ACTIVITY: Look through the records below for the line with "and white photograph." and the line with "of the cloud.", then return those lines and all lines between, exactly.

##### SUPPLIED INFORMATION #####

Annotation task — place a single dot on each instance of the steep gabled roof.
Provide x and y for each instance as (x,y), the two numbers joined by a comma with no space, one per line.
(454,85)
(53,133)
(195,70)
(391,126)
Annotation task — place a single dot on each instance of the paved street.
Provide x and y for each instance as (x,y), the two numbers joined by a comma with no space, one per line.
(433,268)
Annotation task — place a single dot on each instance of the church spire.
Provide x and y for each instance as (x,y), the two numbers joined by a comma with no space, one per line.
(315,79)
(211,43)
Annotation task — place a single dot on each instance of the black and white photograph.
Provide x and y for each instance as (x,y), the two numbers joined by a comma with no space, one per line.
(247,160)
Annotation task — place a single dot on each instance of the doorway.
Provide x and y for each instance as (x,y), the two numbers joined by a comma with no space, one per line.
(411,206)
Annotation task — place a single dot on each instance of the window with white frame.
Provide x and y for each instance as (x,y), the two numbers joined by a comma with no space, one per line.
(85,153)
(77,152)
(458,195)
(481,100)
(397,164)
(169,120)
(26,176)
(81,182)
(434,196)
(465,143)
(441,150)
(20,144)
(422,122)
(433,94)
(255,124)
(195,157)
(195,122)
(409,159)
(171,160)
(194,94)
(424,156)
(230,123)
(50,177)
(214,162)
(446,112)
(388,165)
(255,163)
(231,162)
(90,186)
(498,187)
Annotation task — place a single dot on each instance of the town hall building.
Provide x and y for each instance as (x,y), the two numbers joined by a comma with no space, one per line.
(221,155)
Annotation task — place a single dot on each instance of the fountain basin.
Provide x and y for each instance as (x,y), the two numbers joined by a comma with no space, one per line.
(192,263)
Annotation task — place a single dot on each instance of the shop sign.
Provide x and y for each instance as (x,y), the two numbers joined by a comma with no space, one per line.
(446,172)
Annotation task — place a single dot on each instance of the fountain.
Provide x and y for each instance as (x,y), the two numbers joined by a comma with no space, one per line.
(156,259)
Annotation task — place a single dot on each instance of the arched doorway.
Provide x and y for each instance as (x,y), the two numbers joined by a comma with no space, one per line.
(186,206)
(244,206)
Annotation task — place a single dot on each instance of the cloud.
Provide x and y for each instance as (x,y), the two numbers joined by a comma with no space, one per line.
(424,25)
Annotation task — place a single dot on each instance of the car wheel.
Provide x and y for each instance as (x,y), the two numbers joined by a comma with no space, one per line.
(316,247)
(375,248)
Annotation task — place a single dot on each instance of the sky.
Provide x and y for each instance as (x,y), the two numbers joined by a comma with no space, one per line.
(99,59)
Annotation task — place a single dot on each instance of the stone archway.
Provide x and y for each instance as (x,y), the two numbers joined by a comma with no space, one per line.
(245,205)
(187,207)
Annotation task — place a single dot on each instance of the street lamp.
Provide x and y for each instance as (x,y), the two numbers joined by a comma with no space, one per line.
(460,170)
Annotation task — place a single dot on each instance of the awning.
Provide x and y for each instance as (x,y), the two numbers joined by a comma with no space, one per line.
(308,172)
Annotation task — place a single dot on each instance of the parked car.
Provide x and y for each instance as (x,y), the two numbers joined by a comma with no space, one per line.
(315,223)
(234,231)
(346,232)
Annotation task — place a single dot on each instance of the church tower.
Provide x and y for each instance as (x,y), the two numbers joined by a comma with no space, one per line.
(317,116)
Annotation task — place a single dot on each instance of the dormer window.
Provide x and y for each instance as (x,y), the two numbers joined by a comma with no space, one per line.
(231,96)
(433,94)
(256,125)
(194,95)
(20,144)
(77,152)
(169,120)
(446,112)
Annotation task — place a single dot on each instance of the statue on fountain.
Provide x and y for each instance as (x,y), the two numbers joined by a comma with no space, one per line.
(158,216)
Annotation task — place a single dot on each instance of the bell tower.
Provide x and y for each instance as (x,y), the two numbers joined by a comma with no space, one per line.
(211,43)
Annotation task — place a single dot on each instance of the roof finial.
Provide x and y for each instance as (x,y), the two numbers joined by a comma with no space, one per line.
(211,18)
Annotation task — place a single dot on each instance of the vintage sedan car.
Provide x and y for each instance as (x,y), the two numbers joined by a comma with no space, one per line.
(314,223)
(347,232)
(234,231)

#####

COMPLETED EXERCISE:
Annotation task — place a single dot on each instance of the black and white photograph.
Provide x and y for each instance as (x,y), the two numbers joined by a comma with no space, one per line.
(247,160)
Annotation task — place a single dot on each instance of the doorway.
Provide x and y for each instance as (x,y), the two numbers joined by a comma with no space, one per line.
(411,206)
Annotation task — place a single dot on each instance of the window with white frame.
Provide x and y for each instance as (x,y), the two numbers joined by a comma with no space, one per line.
(85,153)
(77,152)
(458,195)
(481,100)
(397,164)
(169,120)
(26,176)
(81,182)
(434,196)
(465,143)
(441,150)
(20,144)
(422,122)
(433,94)
(255,124)
(195,157)
(195,122)
(409,159)
(171,160)
(194,94)
(424,156)
(230,123)
(50,177)
(214,162)
(446,112)
(388,165)
(255,163)
(231,162)
(90,186)
(498,187)
Annotation task — place a single dot on each instance of the town hall building.
Provide x and y for each instance as (x,y), the two numbers joined by a comma with no space, one per line.
(221,155)
Annotation task — place a single dot on each instance of the fountain basin.
Provide x and y for each instance as (x,y), the two numbers joined by a comma with no space, one per line.
(192,263)
Annotation task — place a single dot on each instance of the shop sign.
Provide x and y for each instance as (x,y), the two numbers joined by a comma with no space, one per line.
(446,172)
Annotation task — place a single dot on each instance of the fountain.
Provide x and y for each instance as (x,y), the two numbers joined by a comma with no space, one per line.
(156,259)
Annotation task — place a single dot on each instance of the arched doorway.
Provide x and y for each instance as (x,y), the two numbers joined by a comma with no space, one per line.
(186,206)
(244,206)
Annotation task — place a single dot on each instance of the cloud.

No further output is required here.